### 练习任务
1. 请把下面这篇讲 LevelDB Open 操作的文章中从“其中db.h中定义了leve”到“a corresponding memtable.”的部分原样抄写下来，首尾两处都包括在内。
2. 请接着下面这篇讲 LevelDB Open 操作的文章的结尾往下续写。

### 阅读文章

——————————

• LevelDB的源码阅读(二) Open操作


    Linux上leveldb的安装和使用中我们写了一个测试代码,内容如下:

    #include "leveldb/db.h"
    #include <cassert>
    #include <iostream>
    
    using namespace std;
    using namespace leveldb;
    
    int main() {
        leveldb::DB *db;
        leveldb::Options options;
        options.create_if_missing = true;
        leveldb::Status status = leveldb::DB::Open(options, "testdb", &db);
        assert(status.ok());
    
        status = db->Put(WriteOptions(), "test", "Hello World!");
        assert(status.ok());
        string res;
        status = db->Get(ReadOptions(), "test", &res);
        assert(status.ok());
        cout << res << endl;
    
        delete db;
        return 0;
    }

    其中db.h中定义了leveldb对外接口,定义了class DB,这个类只是一个接口类,leveldb::DB::Open操作来自leveldb源代码db文件夹下db_impl.cc文件,源码内容如下:

    Status DB::Open(const Options& options, const std::string& dbname,
                    DB** dbptr) {
      *dbptr = NULL;
    
      DBImpl* impl = new DBImpl(options, dbname);
      impl->mutex_.Lock();
      VersionEdit edit;
      // Recover handles create_if_missing, error_if_exists
      bool save_manifest = false;
      Status s = impl->Recover(&edit, &save_manifest);
      if (s.ok() && impl->mem_ == NULL) {
        // Create new log and a corresponding memtable.
        uint64_t new_log_number = impl->versions_->NewFileNumber();
        WritableFile* lfile;
        s = options.env->NewWritableFile(LogFileName(dbname, new_log_number),
                                         &lfile);
        if (s.ok()) {
          edit.SetLogNumber(new_log_number);
          impl->logfile_ = lfile;
          impl->logfile_number_ = new_log_number;
          impl->log_ = new log::Writer(lfile);
          impl->mem_ = new MemTable(impl->internal_comparator_);
          impl->mem_->Ref();
        }
      }
      if (s.ok() && save_manifest) {
        edit.SetPrevLogNumber(0);  // No older logs needed after recovery.

——————————

### 收集的数据
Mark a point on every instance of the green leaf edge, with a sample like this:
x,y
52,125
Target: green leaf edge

——————————

### 练习答案
1.
其中db.h中定义了leveldb对外接口,定义了class DB,这个类只是一个接口类,leveldb::DB::Open操作来自leveldb源代码db文件夹下db_impl.cc文件,源码内容如下:

    Status DB::Open(const Options& options, const std::string& dbname,
                    DB** dbptr) {
      *dbptr = NULL;
    
      DBImpl* impl = new DBImpl(options, dbname);
      impl->mutex_.Lock();
      VersionEdit edit;
      // Recover handles create_if_missing, error_if_exists
      bool save_manifest = false;
      Status s = impl->Recover(&edit, &save_manifest);
      if (s.ok() && impl->mem_ == NULL) {
        // Create new log and a corresponding memtable.

2.
        edit.SetLogNumber(impl->logfile_number_);
        s = impl->versions_->LogAndApply(&edit, &impl->mutex_);
      }
      if (s.ok()) {
        impl->DeleteObsoleteFiles();
        impl->MaybeScheduleCompaction();
      }
      impl->mutex_.Unlock();
      if (s.ok()) {
        assert(impl->mem_ != NULL);
        *dbptr = impl;
      } else {
        delete impl;
      }
      return s;
    }

    DB::Open函数创建的是一个DBImpl类,具体的操作由DBImpl类来处理.DBImpl构造函数如下:

    DBImpl::DBImpl(const Options& raw_options, const std::string& dbname)
        : env_(raw_options.env), // Env* const
          internal_comparator_(raw_options.comparator), // const InternalKeyComparator
          internal_filter_policy_(raw_options.filter_policy), // const InternalFilterPolicy
          options_(SanitizeOptions(dbname, &internal_comparator_, // const Options
                                   &internal_filter_policy_, raw_options)),
          owns_info_log_(options_.info_log != raw_options.info_log), // bool
          owns_cache_(options_.block_cache != raw_options.block_cache), // bool
          dbname_(dbname), // const std::string
          db_lock_(NULL), // FileLock*
          shutting_down_(NULL), // port::AtomicPointer
          bg_cv_(&mutex_), // port::CondVar
          mem_(NULL), // MemTable*
          imm_(NULL), // MemTable*
          logfile_(NULL), // WritableFile*
          logfile_number_(0), // uint64_t
          log_(NULL), // log::Writer*
          seed_(0), // uint32_t
          tmp_batch_(new WriteBatch), // WriteBatch*
          bg_compaction_scheduled_(false), // bool
          manual_compaction_(NULL) { // ManualCompaction*
      has_imm_.Release_Store(NULL);
    
      // Reserve ten files or so for other uses and give the rest to TableCache.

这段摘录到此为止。